TASK: Format as a numbered list the lines starting with the line that contains "query: sailor" and going on through the line that contains "Provide the mask of every instance of the sailor", omitting blank lines. List only those lines.

DATA IN THIS EXERCISE:
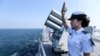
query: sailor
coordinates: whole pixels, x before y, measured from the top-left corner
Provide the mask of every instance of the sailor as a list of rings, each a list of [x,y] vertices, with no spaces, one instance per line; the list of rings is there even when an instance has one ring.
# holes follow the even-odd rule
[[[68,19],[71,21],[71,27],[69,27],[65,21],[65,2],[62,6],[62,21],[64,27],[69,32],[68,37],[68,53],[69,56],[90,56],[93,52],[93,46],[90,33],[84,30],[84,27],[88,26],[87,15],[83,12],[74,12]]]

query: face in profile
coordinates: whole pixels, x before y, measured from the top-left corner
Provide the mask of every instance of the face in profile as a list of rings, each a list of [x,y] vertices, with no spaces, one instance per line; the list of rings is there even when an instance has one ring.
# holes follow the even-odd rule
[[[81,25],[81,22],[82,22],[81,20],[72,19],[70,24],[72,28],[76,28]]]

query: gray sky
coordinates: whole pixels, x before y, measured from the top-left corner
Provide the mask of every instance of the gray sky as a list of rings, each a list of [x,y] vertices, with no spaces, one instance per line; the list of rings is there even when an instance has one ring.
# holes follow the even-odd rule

---

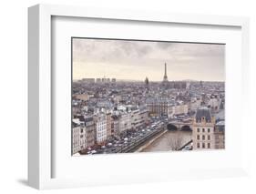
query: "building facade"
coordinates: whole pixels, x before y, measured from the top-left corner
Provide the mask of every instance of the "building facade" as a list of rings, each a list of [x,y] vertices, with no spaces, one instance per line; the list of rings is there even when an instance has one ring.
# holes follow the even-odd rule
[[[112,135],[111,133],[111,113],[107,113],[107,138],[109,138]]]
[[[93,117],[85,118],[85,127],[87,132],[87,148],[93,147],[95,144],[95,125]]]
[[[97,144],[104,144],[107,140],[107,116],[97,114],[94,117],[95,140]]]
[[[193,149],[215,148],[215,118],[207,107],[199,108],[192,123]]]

WRITTEN ANSWER:
1. query: sailor
2. coordinates: whole pixels, x before y, measured from the top-left corner
3. Provide the mask of every instance of the sailor as a list of rings, each a list of [x,y] vertices, with no spaces, one instance per line; the list of rings is there even when an instance has one ring.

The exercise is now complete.